Items for bounding box labeling:
%%
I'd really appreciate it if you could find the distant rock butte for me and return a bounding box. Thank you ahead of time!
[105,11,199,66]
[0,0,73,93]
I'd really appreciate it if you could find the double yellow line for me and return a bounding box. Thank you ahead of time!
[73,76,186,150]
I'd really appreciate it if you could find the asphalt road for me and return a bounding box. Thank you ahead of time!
%%
TASK
Rescale the items from the line containing "I'd really appreciate it if you could find the double" through the end of the items, reproducing every line including the request text, with each bounding box coordinate multiplied by 1.75 and rounded to the nearest whole number (halves round up).

ANSWER TO THE EXERCISE
I'd really appreciate it if you could find the double yellow line for me and return a bounding box. Thank you ahead of time!
[128,133,326,263]
I'd really appreciate it if you could find the asphalt road for me and return a bounding box. Thank you ahead of time!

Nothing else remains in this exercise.